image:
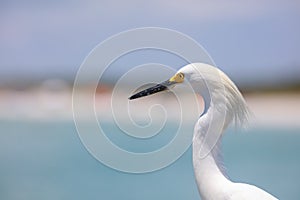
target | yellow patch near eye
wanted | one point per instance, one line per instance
(178, 78)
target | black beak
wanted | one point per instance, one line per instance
(152, 90)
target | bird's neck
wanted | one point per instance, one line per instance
(206, 154)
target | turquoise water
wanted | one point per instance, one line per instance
(48, 161)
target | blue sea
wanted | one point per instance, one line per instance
(46, 160)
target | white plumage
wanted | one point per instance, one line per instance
(223, 104)
(221, 98)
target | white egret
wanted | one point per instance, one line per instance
(220, 96)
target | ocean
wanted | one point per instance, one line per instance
(46, 160)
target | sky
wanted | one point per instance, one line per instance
(252, 41)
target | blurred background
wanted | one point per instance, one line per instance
(43, 44)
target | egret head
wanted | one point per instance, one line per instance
(166, 85)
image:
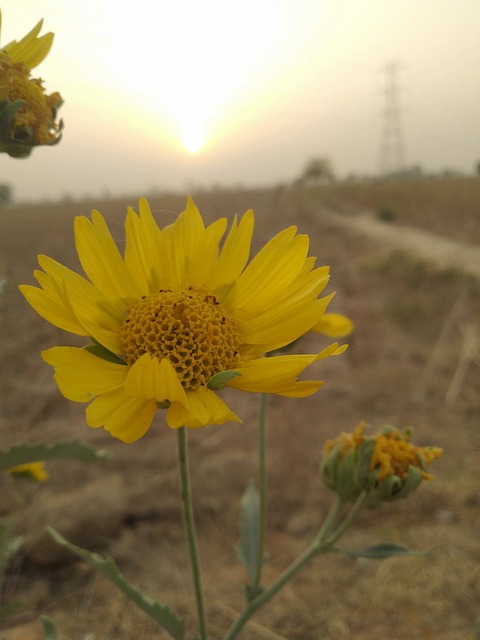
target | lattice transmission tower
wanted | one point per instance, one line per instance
(392, 148)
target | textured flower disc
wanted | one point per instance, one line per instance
(187, 327)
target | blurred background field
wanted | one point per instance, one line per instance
(413, 360)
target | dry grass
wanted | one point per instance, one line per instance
(399, 307)
(448, 206)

##########

▸ WRITTEN EXERCISE
Please copy every item above word for word, leaving out the pictures.

▸ SOLUTION BELOW
image:
target | yellow patch near eye
wanted | one point per instance, one line per instance
(178, 78)
target | black beak
wanted | one point per instance, one line per instance
(152, 90)
target | bird's neck
wanted | one point per instance, one line per instance
(206, 154)
target | turquoise water
wanted | one point per instance, one line per instance
(48, 161)
target | blue sea
wanted | one point per instance, one line per instance
(46, 160)
target | white plumage
wanted | one point per instance, one line per instance
(223, 104)
(221, 98)
target | white egret
wanted | one point per instance, one line per instance
(220, 96)
target | ocean
wanted | one point per instance, one line per instance
(46, 160)
target | sky
wanted | one point per instance, one line per instance
(252, 41)
target | blurred background
wanted | one point per instance, one line per instance
(43, 44)
target | egret head
wanted | one point per instance, one line per instance
(166, 85)
image:
target | lattice transmission tower
wanted | one point per instance, one line per instance
(392, 148)
target | textured flower disc
wanted | one point per instance, one line per instance
(187, 327)
target | blurred background field
wanted | one point per instance, one line per instance
(413, 360)
target | dry grass
wanted | one point per instance, one line per instance
(399, 307)
(448, 206)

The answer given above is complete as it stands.